Passage to read:
═══

The output can be a bit complex, as it may contain multiple outputs. Each output element can have several content elements. To simplify, we’ll extract the first output element and its first content element to display the text.

# Simple text prompt and response...
response = client.responses.create(
  model=model_name,
  input="Who is this Frank Kane guy on Udemy anyhow?",
  instructions="Always talk like a pirate."
)

print("\nFull response:")
parsed = response.to_dict()
print(json.dumps(parsed, indent=2))

print("\nText only:")
print(response.output[0].content[0].text)

Analyzing Images with the API

In this section, we’ll explore how to use an image input with the Responses API. This process involves two main steps. First, you need to provide the image to the API. You can do this by uploading the image file using the Files API. For example, if you have an image file named bird.png, you would upload it and receive a file ID in return. This ID is crucial as it allows the API to reference the image.

═══

Supplied information:
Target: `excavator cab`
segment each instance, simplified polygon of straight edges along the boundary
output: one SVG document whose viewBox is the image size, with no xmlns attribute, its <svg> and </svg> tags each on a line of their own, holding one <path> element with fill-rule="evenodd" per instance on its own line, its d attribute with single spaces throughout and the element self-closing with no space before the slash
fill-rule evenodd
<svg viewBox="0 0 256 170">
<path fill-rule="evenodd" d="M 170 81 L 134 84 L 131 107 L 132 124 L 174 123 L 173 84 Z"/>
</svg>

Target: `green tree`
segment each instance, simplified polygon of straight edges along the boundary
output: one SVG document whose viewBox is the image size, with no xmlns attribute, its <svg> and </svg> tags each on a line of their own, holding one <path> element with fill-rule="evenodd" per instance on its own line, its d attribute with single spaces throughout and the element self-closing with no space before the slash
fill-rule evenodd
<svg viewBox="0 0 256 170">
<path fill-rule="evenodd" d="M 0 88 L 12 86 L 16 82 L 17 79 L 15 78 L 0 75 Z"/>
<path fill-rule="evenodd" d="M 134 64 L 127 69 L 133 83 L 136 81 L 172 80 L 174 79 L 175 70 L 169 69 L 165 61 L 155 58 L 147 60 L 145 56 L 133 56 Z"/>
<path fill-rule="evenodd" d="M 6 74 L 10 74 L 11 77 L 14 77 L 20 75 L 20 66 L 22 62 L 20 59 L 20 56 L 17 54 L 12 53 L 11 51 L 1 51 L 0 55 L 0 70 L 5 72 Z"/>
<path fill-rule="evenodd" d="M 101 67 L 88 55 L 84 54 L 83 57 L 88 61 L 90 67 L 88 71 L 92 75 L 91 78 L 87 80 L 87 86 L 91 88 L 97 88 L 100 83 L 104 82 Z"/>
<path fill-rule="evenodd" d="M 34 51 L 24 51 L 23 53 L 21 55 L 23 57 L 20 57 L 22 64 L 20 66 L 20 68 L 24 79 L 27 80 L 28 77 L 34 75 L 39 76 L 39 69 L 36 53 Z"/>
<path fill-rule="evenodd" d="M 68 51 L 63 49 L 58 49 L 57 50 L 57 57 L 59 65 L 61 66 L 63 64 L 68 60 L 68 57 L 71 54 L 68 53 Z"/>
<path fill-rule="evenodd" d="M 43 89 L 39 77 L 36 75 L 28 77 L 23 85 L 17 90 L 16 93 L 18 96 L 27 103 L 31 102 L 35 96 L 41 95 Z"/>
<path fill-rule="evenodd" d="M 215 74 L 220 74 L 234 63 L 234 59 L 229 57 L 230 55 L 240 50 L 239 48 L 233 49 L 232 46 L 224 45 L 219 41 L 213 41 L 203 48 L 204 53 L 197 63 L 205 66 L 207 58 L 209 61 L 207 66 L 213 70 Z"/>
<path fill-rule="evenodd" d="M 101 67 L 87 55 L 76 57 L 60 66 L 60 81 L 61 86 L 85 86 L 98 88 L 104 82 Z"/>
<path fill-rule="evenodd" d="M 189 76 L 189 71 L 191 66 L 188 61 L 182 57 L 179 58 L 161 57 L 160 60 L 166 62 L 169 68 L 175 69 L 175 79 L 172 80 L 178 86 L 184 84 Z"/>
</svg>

═══

Assignment 1:
List the keyword arguments passed to client.responses.create in the code of the Responses API passage.
Assignment 2:
Answer these from the Responses API passage:
(a) What indent value does the code pass to json.dumps?
(b) Through which API does the passage say to upload the image file?
(c) What does that upload return?

Worked solution 1:
model
input
instructions

Worked solution 2:
(a) 2
(b) The Files API
(c) A file ID